■ Short task 1
Pick out every line of the listing that contains the word "image", matching case exactly, and copy each one.

2.3. Opportunities for sports and games on land
In addition to rowing, it is helpful to offer other opportunities for games and athletic activities on land. Ball games like soccer, basketball, volleyball or handball are possible almost everywhere. In bad weather or in the cold season, an indoor gym is useful for games or children's gymnastics, aerobics, or circuit training. The rowing or bicycle ergometer or rowing in tanks is other options. But in the interest of a comprehensive training of flexibility, games should get preference over the often-monotonous ergometer training or rowing in tanks. Equipment and rooms for weight workouts are not required.

2.4. Motorboat
The use of motorboats makes sense not only in top-level sports, but offers many advantages in the children's area as well. The motorboat helps keep to direct contact with the team and to work with the rowers from a fixed point. In addition, the use of a motorboat allows the supervision of a larger number of children. Since it can be very helpful when assisting capsized rowers a motorboat is also a safety factor, especially in cold water and unfavorable weather conditions. However, it is not absolutely obligatory for the supervision of children. Depending on the circumstances, assistance can also come
- from another rowing boat (the supervisor rows next to the children, steering them, or rows with them),
- from the landing stage,
- from a bicycle.

■ Short task 2
Reproduce verbatim the part of the rowing text starting at "2.4. Motorboat" and ending at "from a bicycle.".

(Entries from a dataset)
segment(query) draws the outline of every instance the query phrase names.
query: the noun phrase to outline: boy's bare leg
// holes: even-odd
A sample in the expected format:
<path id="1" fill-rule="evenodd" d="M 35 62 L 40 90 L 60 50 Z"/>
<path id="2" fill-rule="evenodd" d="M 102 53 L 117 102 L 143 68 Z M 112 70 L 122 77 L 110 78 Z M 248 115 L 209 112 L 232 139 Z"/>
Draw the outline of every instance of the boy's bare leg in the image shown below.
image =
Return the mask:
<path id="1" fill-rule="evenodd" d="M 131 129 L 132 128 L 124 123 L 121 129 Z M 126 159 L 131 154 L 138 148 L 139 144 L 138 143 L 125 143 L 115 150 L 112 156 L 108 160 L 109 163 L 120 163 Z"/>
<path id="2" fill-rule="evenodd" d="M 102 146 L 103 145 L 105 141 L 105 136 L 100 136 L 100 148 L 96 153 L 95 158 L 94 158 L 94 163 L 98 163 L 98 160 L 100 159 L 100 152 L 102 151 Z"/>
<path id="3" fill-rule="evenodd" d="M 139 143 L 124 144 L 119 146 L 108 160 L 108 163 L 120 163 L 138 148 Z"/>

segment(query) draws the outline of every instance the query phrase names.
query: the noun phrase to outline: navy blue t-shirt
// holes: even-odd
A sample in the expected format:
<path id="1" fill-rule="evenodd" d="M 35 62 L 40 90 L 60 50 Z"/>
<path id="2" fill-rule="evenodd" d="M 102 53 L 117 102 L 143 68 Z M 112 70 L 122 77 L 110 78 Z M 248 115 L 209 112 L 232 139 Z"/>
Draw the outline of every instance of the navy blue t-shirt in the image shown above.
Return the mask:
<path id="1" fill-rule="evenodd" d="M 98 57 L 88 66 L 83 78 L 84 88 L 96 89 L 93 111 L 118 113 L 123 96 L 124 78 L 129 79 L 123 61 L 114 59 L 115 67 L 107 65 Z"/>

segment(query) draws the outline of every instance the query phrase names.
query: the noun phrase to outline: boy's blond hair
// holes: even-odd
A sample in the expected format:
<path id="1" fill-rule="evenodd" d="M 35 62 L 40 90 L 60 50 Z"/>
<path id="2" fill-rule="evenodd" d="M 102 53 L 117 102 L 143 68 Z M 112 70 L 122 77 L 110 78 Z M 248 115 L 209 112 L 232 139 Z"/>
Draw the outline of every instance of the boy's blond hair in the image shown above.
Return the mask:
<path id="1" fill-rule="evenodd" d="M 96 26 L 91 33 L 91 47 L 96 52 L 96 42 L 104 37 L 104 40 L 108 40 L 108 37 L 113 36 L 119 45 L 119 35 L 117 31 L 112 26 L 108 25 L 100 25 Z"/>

■ Exercise answer 1
Draw the outline of every instance of the boy's bare leg in the image shown below.
image =
Draw the outline of every instance of the navy blue t-shirt in the image shown above.
Draw the outline of every instance of the boy's blond hair in the image shown above.

■ Exercise answer 2
2.4. Motorboat
The use of motorboats makes sense not only in top-level sports, but offers many advantages in the children's area as well. The motorboat helps keep to direct contact with the team and to work with the rowers from a fixed point. In addition, the use of a motorboat allows the supervision of a larger number of children. Since it can be very helpful when assisting capsized rowers a motorboat is also a safety factor, especially in cold water and unfavorable weather conditions. However, it is not absolutely obligatory for the supervision of children. Depending on the circumstances, assistance can also come
- from another rowing boat (the supervisor rows next to the children, steering them, or rows with them),
- from the landing stage,
- from a bicycle.